▶ [Exercises to complete]
1. In the banking article below, list each thing that the sentence beginning "Businesses and households are measuring" says businesses and households are weighing.
2. Write the next paragraph of the banking article below on the risk to credit expansion, following on from its final sentence.

[Extract to read — start]

BANKING

Credit expansion is at risk

Demand drops on the international crisis in the banking sector and local political jitters

Credit expansion is at risk

Businesses and households are measuring the effects of the rise in interest rates, but also the increased uncertainty created by the financial turmoil and the domestic political climate. This is holding back demand for loans, despite the high liquidity that exists in the economy through banks.

The rise in the cost of money is putting a brake on borrowing initiatives, not only by households, but especially by businesses, which are averse to exposure to borrowing by making large repayments or even prepayments of existing debts.

“Anyone who can choose prefers not to have exposure to borrowing,” corporate banking executives note, and according to data from the banks, loan repayments have risen to record levels in the first quarter of the year, even above those observed in 2022 that approached 25 billion euros out of a total of €33 billion of new disbursements.

“This year got off to a difficult start and I would not be surprised even if we ended up with a credit contraction,” one bank executive notes, arguing that despite the fact no major investment projects have been canceled at the moment, “some investment projects will not be affordable as money becomes more expensive.”

[Extract to read — finish]
[Data provided — start]

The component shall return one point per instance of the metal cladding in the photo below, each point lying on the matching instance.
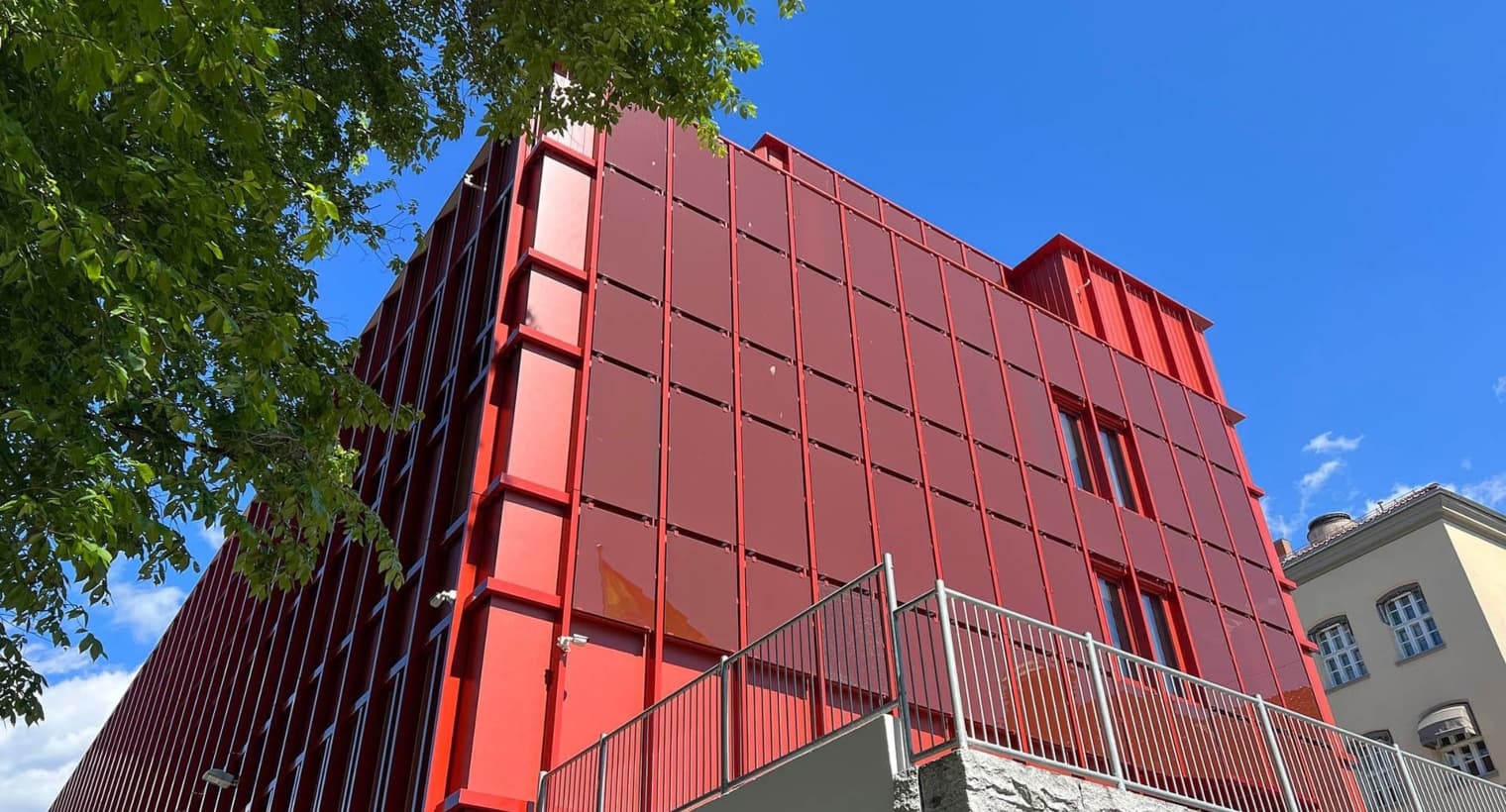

[Data provided — finish]

▶ [Response list]
1.
- the rise in interest rates
- the increased uncertainty created by the financial turmoil
- the domestic political climate

2.
“The market in the first quarter looks extremely shallow,” another executive remarks, essentially foreseeing that the restrictive monetary policy is starting to bite in the real economy.

According to Kathimerini data, the high repayments offset the new financing and according to competent bank executives, they create concerns about the achievement of the goals for substantial credit expansion that the banks have set for 2023, amid an unstable political context ahead of the elections.

The causes are attributed to the rise in interest rates, the reduction of prices of raw materials year-on-year in the first quarter, the high liquidity that exists in key sectors of the economy, such as energy and especially shipping, the maturing of loans issued during the pandemic, and the international financial turmoil.